# [YOUR ASSIGNMENT]
Copy out the full text on predicting soil sorption coefficients, word for word.

# [TEXT PROVIDED]
-- Opening Marker --
Prediction of soil sorption coefficients with a conductor-like screening model for real solvents
Abstract
Using a general theory for partition coefficients based on a quantum chemically derived conductor-like screening model for real solvents σ-moment descriptors, the logarithmic soil sorption coefficients log KOC of a database of 440 compounds has been successfully correlated, achieving a standard deviation (root-means-squared [RMS]) of 0.62 log-units on the training set and a predictive RMS of 0.72 log-units on a more demanding test set. The quality of this generally applicable predictive approach is almost the same as that of a regression of log KOC with experimental log KOW values, which are the best correlations currently available. The error of this new predictive method is only approximately 43% of the error of a recently published model using a different quantum chemically based approach.
INTRODUCTION

The experimental measurement of KOC is expensive, time-consuming, and often related to considerable experimental error or noise resulting from differences in soils and, sometimes, in temperature. Hence, a great need exists for reliable calculation methods that can be used to predict the KOC for new pesticides or to validate experimental data. Many methods have been reported based on correlations of log KOC with other experimental data, especially with experimental log KOW data, water solubilities, melting points, etc. [1-3].
-- Closing Marker --
# [DATA UNDER STUDY]
-- Opening Marker --
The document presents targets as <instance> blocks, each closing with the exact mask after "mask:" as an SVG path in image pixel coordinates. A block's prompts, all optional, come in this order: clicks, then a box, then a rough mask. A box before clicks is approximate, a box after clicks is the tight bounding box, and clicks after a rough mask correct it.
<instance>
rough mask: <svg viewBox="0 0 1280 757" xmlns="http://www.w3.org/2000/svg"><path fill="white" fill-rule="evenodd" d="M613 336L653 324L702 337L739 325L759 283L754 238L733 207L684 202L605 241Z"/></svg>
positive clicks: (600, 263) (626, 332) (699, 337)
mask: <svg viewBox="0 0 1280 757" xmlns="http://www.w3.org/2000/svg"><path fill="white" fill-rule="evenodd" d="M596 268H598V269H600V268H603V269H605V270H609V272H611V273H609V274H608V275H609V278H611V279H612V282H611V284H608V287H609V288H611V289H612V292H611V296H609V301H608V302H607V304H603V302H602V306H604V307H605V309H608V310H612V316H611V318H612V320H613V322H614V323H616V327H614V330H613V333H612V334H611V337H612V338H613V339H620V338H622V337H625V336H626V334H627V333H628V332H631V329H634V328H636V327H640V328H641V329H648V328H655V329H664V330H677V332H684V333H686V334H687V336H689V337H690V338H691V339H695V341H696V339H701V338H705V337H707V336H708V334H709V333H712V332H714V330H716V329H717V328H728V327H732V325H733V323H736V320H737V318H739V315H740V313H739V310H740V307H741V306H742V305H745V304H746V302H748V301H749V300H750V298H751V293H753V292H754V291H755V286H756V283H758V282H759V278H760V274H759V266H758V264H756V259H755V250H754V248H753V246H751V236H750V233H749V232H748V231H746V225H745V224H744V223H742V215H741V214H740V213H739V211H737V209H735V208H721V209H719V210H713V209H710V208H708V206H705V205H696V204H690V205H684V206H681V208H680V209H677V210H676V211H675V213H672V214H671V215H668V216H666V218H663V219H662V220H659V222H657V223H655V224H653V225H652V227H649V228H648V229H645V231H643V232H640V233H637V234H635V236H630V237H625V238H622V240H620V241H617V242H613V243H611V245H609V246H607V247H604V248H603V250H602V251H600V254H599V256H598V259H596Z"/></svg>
-- Closing Marker --
# [RESULT OF THE TASK]
Prediction of soil sorption coefficients with a conductor-like screening model for real solvents
Abstract
Using a general theory for partition coefficients based on a quantum chemically derived conductor-like screening model for real solvents σ-moment descriptors, the logarithmic soil sorption coefficients log KOC of a database of 440 compounds has been successfully correlated, achieving a standard deviation (root-means-squared [RMS]) of 0.62 log-units on the training set and a predictive RMS of 0.72 log-units on a more demanding test set. The quality of this generally applicable predictive approach is almost the same as that of a regression of log KOC with experimental log KOW values, which are the best correlations currently available. The error of this new predictive method is only approximately 43% of the error of a recently published model using a different quantum chemically based approach.
INTRODUCTION

The experimental measurement of KOC is expensive, time-consuming, and often related to considerable experimental error or noise resulting from differences in soils and, sometimes, in temperature. Hence, a great need exists for reliable calculation methods that can be used to predict the KOC for new pesticides or to validate experimental data. Many methods have been reported based on correlations of log KOC with other experimental data, especially with experimental log KOW data, water solubilities, melting points, etc. [1-3].